Your goal: Pick out each of the lines below that contains the word "positive", and copy those lines unchanged.
Material provided START
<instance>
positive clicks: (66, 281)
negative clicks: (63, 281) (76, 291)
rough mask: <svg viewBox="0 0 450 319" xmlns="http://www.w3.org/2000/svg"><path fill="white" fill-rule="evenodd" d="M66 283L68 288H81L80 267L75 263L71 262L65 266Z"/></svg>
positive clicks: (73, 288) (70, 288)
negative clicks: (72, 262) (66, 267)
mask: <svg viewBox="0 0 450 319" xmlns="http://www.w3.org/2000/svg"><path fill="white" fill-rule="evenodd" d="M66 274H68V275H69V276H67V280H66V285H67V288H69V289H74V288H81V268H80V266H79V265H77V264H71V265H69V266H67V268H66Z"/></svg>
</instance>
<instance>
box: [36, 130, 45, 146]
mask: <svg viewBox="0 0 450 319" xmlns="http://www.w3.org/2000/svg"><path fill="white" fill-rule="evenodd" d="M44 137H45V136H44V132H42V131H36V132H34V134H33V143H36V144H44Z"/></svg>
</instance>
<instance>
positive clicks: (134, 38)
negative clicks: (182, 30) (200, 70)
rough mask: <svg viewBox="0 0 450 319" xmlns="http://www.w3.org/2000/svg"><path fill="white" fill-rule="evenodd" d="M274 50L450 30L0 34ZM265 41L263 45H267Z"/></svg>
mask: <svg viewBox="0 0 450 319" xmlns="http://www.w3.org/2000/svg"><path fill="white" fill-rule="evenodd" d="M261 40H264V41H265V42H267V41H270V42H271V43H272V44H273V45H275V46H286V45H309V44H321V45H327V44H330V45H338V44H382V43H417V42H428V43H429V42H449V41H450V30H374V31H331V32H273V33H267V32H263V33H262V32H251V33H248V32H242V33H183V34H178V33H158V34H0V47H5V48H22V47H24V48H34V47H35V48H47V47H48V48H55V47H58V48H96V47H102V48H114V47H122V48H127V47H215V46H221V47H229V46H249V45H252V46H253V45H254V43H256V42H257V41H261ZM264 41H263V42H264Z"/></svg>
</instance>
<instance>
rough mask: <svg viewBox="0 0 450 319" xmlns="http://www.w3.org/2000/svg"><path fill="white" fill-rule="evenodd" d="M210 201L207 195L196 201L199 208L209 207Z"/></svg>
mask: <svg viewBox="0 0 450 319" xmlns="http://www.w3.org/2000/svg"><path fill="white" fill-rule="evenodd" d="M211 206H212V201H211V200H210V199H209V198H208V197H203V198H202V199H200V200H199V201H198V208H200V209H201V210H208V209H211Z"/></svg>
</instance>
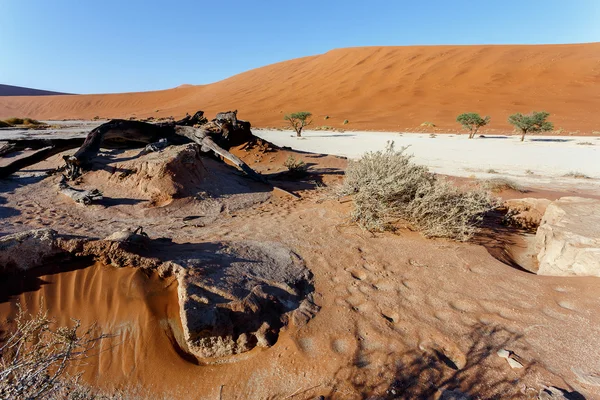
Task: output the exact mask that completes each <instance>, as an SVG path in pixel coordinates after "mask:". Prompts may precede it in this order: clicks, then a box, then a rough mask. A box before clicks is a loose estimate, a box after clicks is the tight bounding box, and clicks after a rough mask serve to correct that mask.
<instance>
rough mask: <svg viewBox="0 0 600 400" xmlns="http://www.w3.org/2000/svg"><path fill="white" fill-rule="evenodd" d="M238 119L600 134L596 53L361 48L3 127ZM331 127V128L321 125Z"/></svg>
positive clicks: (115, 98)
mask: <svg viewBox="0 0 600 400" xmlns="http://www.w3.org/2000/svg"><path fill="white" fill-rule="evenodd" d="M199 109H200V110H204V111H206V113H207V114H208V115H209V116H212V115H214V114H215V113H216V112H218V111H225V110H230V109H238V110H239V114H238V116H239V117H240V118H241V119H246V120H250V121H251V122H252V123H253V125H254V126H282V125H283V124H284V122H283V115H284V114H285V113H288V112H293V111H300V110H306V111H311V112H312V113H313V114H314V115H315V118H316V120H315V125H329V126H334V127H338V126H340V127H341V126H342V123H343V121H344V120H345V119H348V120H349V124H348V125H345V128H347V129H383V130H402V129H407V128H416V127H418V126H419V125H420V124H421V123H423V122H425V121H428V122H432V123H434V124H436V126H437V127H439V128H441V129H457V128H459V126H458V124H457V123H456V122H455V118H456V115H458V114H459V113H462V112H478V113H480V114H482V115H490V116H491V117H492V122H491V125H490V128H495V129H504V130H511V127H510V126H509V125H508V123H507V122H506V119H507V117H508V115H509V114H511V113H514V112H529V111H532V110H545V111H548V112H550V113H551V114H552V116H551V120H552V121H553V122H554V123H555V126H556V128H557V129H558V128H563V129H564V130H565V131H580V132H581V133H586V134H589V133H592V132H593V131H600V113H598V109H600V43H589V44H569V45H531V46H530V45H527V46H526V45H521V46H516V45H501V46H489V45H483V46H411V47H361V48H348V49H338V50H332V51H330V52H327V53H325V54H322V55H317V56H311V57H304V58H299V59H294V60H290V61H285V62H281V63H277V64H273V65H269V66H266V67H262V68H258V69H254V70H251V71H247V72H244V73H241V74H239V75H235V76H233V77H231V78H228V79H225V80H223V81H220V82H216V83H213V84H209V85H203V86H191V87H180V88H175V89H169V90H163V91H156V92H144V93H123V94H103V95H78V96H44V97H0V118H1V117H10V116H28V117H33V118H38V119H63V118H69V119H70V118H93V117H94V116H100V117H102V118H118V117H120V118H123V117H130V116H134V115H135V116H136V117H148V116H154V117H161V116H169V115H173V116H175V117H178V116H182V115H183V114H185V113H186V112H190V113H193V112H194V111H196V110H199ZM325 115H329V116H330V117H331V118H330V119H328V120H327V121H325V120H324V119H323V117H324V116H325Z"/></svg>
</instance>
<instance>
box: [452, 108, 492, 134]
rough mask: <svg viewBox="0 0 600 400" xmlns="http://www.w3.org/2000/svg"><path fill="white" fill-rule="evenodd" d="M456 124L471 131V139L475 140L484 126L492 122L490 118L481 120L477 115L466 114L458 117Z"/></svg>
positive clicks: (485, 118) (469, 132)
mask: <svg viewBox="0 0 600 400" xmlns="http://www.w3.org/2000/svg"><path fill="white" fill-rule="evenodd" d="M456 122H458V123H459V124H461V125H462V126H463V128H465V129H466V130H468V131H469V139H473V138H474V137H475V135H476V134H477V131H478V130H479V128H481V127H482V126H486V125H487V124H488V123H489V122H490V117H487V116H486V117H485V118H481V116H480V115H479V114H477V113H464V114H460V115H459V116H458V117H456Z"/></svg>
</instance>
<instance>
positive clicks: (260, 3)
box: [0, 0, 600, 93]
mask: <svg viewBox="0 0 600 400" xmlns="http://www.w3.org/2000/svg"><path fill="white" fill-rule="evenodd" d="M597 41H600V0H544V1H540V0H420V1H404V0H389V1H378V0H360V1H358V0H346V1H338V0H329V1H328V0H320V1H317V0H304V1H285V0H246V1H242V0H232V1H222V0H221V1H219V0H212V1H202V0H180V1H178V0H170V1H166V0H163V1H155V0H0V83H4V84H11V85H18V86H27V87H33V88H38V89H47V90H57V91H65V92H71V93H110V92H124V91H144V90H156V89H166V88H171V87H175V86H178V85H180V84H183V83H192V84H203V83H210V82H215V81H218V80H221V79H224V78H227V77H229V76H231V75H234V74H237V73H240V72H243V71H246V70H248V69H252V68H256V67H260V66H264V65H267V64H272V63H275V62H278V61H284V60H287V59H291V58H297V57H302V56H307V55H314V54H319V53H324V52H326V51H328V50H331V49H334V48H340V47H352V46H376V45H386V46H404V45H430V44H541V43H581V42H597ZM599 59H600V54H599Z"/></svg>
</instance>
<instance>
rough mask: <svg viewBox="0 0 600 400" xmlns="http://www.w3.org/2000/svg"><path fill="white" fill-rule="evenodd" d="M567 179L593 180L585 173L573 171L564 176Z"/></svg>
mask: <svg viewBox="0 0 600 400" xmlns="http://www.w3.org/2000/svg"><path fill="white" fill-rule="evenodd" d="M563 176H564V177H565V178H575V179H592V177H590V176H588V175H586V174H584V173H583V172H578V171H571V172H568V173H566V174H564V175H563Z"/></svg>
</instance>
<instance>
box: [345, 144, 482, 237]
Material provided END
Material provided START
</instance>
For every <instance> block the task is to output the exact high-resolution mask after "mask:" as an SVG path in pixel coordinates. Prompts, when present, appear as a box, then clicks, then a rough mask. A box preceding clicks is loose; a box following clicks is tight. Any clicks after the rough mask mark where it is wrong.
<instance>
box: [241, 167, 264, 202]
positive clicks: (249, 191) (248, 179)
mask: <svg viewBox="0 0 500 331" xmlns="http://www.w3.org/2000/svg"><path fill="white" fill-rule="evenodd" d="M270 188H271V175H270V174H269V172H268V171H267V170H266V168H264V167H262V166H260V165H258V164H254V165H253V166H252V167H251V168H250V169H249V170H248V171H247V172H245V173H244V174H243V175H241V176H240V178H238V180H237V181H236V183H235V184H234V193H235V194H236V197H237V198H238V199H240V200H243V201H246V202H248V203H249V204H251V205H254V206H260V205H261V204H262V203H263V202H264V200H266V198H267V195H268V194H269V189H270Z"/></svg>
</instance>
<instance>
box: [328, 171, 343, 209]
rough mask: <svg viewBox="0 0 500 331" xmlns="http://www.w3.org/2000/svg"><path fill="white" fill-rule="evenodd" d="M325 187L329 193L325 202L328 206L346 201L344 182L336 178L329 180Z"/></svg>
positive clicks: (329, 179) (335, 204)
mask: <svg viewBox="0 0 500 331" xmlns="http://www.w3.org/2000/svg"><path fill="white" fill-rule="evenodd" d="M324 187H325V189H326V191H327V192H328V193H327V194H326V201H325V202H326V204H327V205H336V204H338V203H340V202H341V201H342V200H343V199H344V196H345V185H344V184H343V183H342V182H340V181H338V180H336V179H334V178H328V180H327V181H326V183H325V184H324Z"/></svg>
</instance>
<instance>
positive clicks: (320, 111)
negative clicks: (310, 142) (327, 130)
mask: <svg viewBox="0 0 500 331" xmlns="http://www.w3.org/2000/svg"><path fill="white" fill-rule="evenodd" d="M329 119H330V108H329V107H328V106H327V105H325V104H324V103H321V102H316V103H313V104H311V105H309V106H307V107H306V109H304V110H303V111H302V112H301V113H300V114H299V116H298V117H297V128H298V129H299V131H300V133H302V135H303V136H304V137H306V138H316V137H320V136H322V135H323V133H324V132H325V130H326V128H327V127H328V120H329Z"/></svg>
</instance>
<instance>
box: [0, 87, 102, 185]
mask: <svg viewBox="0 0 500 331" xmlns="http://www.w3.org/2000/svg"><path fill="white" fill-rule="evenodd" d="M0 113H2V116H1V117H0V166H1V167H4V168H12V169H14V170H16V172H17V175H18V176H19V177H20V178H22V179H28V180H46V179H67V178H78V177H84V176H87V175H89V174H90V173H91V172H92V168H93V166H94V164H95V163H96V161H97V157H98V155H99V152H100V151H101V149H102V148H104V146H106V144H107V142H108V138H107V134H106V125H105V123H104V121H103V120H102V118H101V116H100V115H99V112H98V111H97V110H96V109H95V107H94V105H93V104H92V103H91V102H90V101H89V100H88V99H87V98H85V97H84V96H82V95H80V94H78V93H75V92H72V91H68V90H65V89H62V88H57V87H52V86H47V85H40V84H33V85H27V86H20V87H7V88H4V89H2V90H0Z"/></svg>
Material provided END
Your solution:
positive clicks: (66, 281)
positive clicks: (73, 288) (70, 288)
positive clicks: (134, 38)
positive clicks: (115, 98)
positive clicks: (485, 118) (469, 132)
positive clicks: (260, 3)
positive clicks: (249, 191) (248, 179)
positive clicks: (329, 179) (335, 204)
positive clicks: (320, 111)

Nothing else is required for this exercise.